**PROBLEM DETAILS**: Please rewrite the records below with every "Query" changed to "Target", leaving everything else untouched.

-- START DATA SUPPLIED --

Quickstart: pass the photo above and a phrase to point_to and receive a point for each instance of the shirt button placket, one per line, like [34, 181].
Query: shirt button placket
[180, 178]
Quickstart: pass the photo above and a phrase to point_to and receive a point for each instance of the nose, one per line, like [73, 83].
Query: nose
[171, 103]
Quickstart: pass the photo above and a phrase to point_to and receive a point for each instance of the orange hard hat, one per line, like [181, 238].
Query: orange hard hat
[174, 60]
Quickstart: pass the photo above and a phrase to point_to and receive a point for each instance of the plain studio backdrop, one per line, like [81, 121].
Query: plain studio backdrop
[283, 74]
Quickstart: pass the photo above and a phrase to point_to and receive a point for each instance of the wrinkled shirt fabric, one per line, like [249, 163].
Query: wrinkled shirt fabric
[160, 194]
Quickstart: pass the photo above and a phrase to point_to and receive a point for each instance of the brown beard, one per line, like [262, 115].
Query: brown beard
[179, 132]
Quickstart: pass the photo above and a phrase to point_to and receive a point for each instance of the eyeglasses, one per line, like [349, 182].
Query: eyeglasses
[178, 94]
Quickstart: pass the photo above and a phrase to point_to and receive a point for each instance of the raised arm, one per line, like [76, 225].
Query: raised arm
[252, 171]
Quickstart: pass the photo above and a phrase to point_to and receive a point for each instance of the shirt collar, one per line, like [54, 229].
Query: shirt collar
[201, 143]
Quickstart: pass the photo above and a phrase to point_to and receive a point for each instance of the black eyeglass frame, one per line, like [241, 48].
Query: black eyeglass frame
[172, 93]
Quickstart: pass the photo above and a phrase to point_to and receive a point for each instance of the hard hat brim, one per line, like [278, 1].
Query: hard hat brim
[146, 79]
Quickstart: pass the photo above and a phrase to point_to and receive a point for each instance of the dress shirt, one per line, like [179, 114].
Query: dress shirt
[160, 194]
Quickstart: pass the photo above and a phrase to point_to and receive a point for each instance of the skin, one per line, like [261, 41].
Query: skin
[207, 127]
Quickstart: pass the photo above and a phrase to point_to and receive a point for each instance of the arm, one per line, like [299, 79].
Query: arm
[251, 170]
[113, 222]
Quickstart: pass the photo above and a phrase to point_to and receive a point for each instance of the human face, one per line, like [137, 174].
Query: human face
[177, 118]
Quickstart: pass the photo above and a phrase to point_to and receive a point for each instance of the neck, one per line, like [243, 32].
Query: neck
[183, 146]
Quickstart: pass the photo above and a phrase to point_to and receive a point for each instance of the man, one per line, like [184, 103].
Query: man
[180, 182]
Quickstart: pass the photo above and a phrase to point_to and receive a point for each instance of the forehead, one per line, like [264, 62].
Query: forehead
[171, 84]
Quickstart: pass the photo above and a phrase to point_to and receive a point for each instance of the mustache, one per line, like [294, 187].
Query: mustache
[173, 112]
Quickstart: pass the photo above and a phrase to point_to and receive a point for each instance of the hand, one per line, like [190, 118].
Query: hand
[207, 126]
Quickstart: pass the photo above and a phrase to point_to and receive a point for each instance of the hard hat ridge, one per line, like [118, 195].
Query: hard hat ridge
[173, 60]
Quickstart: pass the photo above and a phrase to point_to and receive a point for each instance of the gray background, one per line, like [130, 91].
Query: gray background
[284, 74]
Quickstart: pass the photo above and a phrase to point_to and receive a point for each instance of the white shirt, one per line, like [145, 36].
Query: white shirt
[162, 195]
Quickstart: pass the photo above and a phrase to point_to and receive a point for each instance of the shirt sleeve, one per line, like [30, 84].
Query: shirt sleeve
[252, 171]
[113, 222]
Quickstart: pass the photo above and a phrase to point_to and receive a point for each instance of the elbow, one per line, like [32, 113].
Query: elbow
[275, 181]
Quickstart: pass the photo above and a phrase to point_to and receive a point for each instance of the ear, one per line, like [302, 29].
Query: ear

-- END DATA SUPPLIED --

**EXPECTED OUTPUT**:
Quickstart: pass the photo above and a phrase to point_to and receive a point for each instance of the shirt button placket, one per line, like [34, 181].
Target: shirt button placket
[180, 178]
Quickstart: pass the photo above and a phrase to point_to and receive a point for each instance of the nose, one per line, like [73, 83].
Target: nose
[171, 103]
Quickstart: pass the photo above and a phrase to point_to and receive a point for each instance of the orange hard hat, one per line, like [181, 238].
Target: orange hard hat
[174, 60]
Quickstart: pass the photo above and a phrase to point_to and receive a point for each instance of the plain studio backdrop, one per line, like [81, 121].
Target: plain studio backdrop
[283, 74]
Quickstart: pass the photo above and a phrase to point_to and receive a point for each instance of the wrinkled shirt fabric, one per line, like [249, 163].
Target: wrinkled shirt fabric
[160, 194]
Quickstart: pass the photo above and a phrase to point_to and receive a point for each instance of the brown beard, one per line, like [262, 115].
Target: brown beard
[179, 132]
Quickstart: pass the photo above and a phrase to point_to and receive a point for each instance of the eyeglasses, one per line, like [349, 182].
Target: eyeglasses
[178, 94]
Quickstart: pass the photo above and a phrase to point_to and receive a point for each instance of the raised arm, one per line, like [76, 225].
Target: raised arm
[252, 171]
Quickstart: pass the photo above and a phrase to point_to and receive a point for each instance of the shirt collar, one per line, like [54, 229].
Target: shirt collar
[201, 143]
Quickstart: pass the photo above and a phrase to point_to and receive a point for each instance of the black eyeglass frame, one per line, like [241, 48].
Target: black eyeglass frame
[172, 93]
Quickstart: pass the photo above and a phrase to point_to and receive a point for each instance of the hard hat brim, one per line, like [278, 1].
Target: hard hat brim
[146, 79]
Quickstart: pass the photo above and a phrase to point_to and receive a point for each instance of the dress shirt, one per line, like [179, 114].
Target: dress shirt
[160, 194]
Quickstart: pass the photo above and a phrase to point_to and receive a point for each instance of the skin, one per line, like [261, 41].
Target: skin
[207, 127]
Quickstart: pass the photo above and a phrase to point_to and receive a point for each instance of the arm, one per line, like [299, 79].
Target: arm
[251, 170]
[113, 222]
Quickstart: pass the photo above and a phrase to point_to and receive a point for each instance of the human face, one per line, like [137, 174].
Target: human face
[177, 118]
Quickstart: pass the photo above and a phrase to point_to and receive a point for each instance of the neck, one per line, like [243, 32].
Target: neck
[183, 146]
Quickstart: pass the photo above and a phrase to point_to and receive a point for each instance of the man, one per line, like [184, 103].
Target: man
[180, 182]
Quickstart: pass the photo above and a phrase to point_to and receive a point for each instance of the forehead, one per line, like [264, 62].
Target: forehead
[171, 84]
Quickstart: pass the photo above and a phrase to point_to and receive a point for each instance of the mustache, one per line, like [294, 187].
Target: mustache
[173, 112]
Quickstart: pass the photo above and a phrase to point_to and receive a point for each instance of the hand, one per line, like [190, 118].
Target: hand
[207, 126]
Quickstart: pass the photo above and a phrase to point_to and receive a point for each instance of the hard hat ridge, one per line, like [118, 195].
Target: hard hat ridge
[173, 60]
Quickstart: pass the photo above and a phrase to point_to and receive a point for each instance of the gray background, one per line, like [130, 91].
Target: gray background
[284, 74]
Quickstart: pass the photo above and a phrase to point_to and receive a point for each instance of the white shirt, one per line, like [145, 36].
Target: white shirt
[162, 195]
Quickstart: pass the photo above and a phrase to point_to and receive a point for each instance of the shirt sleeve, one per line, like [30, 84].
Target: shirt sleeve
[252, 171]
[113, 222]
Quickstart: pass the photo above and a phrase to point_to and receive a point for each instance of the elbow, one per line, like [32, 113].
Target: elbow
[275, 181]
Quickstart: pass the photo above and a phrase to point_to and receive a point for each instance of the ear, one per line, like [302, 29].
Target: ear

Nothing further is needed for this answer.